=== PROVIDED DATA ===

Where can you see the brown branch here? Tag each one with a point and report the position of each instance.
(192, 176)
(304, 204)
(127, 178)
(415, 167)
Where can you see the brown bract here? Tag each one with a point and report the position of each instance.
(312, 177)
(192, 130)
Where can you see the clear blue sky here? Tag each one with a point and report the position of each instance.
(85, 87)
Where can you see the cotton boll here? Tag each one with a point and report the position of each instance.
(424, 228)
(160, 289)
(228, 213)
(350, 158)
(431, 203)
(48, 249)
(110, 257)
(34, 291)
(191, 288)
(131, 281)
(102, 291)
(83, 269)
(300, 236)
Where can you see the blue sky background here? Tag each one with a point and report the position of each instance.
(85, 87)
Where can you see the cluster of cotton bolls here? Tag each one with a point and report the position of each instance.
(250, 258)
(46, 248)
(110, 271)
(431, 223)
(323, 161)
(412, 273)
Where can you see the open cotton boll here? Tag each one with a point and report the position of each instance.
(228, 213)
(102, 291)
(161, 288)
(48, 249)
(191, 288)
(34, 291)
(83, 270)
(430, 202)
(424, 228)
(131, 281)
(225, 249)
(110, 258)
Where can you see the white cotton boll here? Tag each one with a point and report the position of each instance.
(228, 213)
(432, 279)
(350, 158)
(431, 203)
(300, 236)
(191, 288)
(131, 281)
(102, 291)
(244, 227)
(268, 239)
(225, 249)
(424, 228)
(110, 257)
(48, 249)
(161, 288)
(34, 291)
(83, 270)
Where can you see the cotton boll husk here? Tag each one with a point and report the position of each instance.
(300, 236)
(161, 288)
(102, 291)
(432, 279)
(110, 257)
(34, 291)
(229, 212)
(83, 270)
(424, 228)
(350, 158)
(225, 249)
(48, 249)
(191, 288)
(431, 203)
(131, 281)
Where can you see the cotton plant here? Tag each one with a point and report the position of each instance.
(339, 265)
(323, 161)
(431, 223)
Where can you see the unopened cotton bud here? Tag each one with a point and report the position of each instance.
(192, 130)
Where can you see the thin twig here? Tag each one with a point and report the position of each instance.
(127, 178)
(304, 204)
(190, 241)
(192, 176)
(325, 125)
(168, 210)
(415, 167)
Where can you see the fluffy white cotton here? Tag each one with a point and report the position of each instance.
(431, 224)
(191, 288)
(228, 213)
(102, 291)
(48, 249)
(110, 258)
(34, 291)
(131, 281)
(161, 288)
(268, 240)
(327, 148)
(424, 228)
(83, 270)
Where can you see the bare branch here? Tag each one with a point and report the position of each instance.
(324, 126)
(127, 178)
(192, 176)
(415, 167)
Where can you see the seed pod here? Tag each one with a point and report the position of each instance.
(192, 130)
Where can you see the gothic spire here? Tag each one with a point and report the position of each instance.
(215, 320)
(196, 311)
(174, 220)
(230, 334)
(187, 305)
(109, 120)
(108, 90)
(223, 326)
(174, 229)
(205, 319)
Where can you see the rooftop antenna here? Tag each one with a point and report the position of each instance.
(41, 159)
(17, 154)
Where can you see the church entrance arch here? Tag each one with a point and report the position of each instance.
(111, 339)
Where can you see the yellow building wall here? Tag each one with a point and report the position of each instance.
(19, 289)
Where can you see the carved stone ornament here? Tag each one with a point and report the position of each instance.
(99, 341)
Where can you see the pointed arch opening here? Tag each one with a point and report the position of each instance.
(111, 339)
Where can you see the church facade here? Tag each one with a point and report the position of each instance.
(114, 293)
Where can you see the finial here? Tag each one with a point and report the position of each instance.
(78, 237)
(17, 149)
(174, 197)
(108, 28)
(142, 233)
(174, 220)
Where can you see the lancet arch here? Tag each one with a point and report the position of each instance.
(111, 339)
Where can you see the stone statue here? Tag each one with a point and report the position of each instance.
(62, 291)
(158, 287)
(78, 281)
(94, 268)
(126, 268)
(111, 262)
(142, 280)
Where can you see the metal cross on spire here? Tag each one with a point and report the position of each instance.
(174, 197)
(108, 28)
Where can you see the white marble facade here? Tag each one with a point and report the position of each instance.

===

• TO DO
What is needed is an exact repetition of all the entries above.

• RESPONSE
Where can you see the brown branch here? Tag each one with a point and report the position of each instance.
(192, 176)
(304, 204)
(127, 178)
(415, 167)
Where can you see the brown bract here? Tag each one with a point and report the position of each instance.
(312, 177)
(192, 130)
Where can you see the clear blue sky here? Tag each one with a point and report the position of each instance.
(85, 87)
Where can you see the cotton boll here? Tag each one with a point and report the position of each instance.
(424, 228)
(160, 289)
(228, 213)
(350, 158)
(431, 203)
(48, 249)
(110, 257)
(34, 291)
(191, 288)
(131, 281)
(102, 291)
(83, 269)
(300, 236)
Where can you see the blue sky background here? Tag each one with a point and report the position of each instance.
(85, 87)
Where can you see the cluster of cotton bolls here? Tag each one with a point and report the position of each instance.
(250, 258)
(46, 248)
(110, 271)
(431, 223)
(323, 161)
(412, 273)
Where can you see the open cotton boll here? Tag each one with a point and report the position of each instance.
(228, 213)
(102, 291)
(161, 288)
(48, 249)
(191, 288)
(34, 291)
(83, 270)
(430, 202)
(424, 228)
(131, 281)
(225, 249)
(110, 258)
Where can you see the white cotton boll here? Tag each one with a point and report the position of each instance.
(228, 213)
(432, 279)
(350, 158)
(431, 203)
(300, 236)
(191, 288)
(131, 281)
(102, 291)
(244, 227)
(268, 239)
(225, 249)
(424, 228)
(110, 257)
(48, 249)
(161, 288)
(34, 291)
(83, 270)
Where can you see the cotton boll husk here? Tag each one with a point and report the position of each instance.
(300, 236)
(161, 288)
(102, 291)
(432, 279)
(110, 257)
(34, 291)
(229, 212)
(83, 270)
(424, 228)
(350, 158)
(225, 249)
(48, 249)
(191, 288)
(431, 203)
(131, 281)
Where can you see the cotton plant here? Tag each one with a point and report the position of each instance.
(339, 265)
(323, 161)
(431, 223)
Where can you see the unopened cotton bud here? Tag each one with a point and report the position of each instance.
(192, 130)
Where can you see the thin twig here? Tag each one with a point and report the position of each instance.
(127, 178)
(304, 204)
(190, 241)
(192, 176)
(325, 125)
(168, 210)
(415, 167)
Where can you see the fluffy white cotton here? Tag each one with a point and report the position of each instance.
(431, 224)
(191, 288)
(228, 213)
(102, 291)
(48, 249)
(110, 258)
(34, 291)
(131, 281)
(161, 288)
(268, 240)
(327, 148)
(424, 228)
(83, 270)
Where can you see the bare branch here? Tag each one with a point and report the position of each instance.
(324, 126)
(127, 178)
(192, 176)
(415, 167)
Where can you see the seed pod here? Tag each one with a point and report the position of each instance.
(192, 130)
Where can you see the gothic spire here? Tag each one with a point and report the position of each instance.
(215, 320)
(196, 311)
(174, 220)
(230, 334)
(187, 305)
(109, 120)
(108, 90)
(223, 326)
(174, 229)
(205, 319)
Where can you see the rooftop antenna here? Tag each one with a point and report the position of each instance.
(41, 159)
(17, 154)
Where can you see the church entrance arch here? Tag each one with a point and report the position of each instance.
(111, 339)
Where can you see the yellow building wall here? Tag each one with a point and report the position of each instance.
(19, 289)
Where can you see the carved stone ornament here? Tag each one with a point and report the position of each instance.
(99, 341)
Where can you see the pointed arch opening here? Tag each one with a point and report the position of each instance.
(111, 339)
Where can you see the church facade here? Tag each one with a point and report the position of each instance.
(114, 293)
Where can you see the finial here? Tag each one with a point and report the position of each instance.
(78, 237)
(17, 149)
(174, 197)
(108, 28)
(142, 233)
(174, 220)
Where can you see the lancet arch here? Tag each one with a point and report the position of each instance.
(111, 339)
Where can you see the stone statue here? Tag each one with a point and report the position of each instance.
(62, 291)
(158, 287)
(78, 281)
(94, 268)
(126, 268)
(111, 262)
(142, 280)
Where can you see the metal cross on spire here? Tag each one with a point and report the position of each instance.
(174, 197)
(108, 28)
Where can you see the white marble facade here? Tag each one with a point and report the position of each instance.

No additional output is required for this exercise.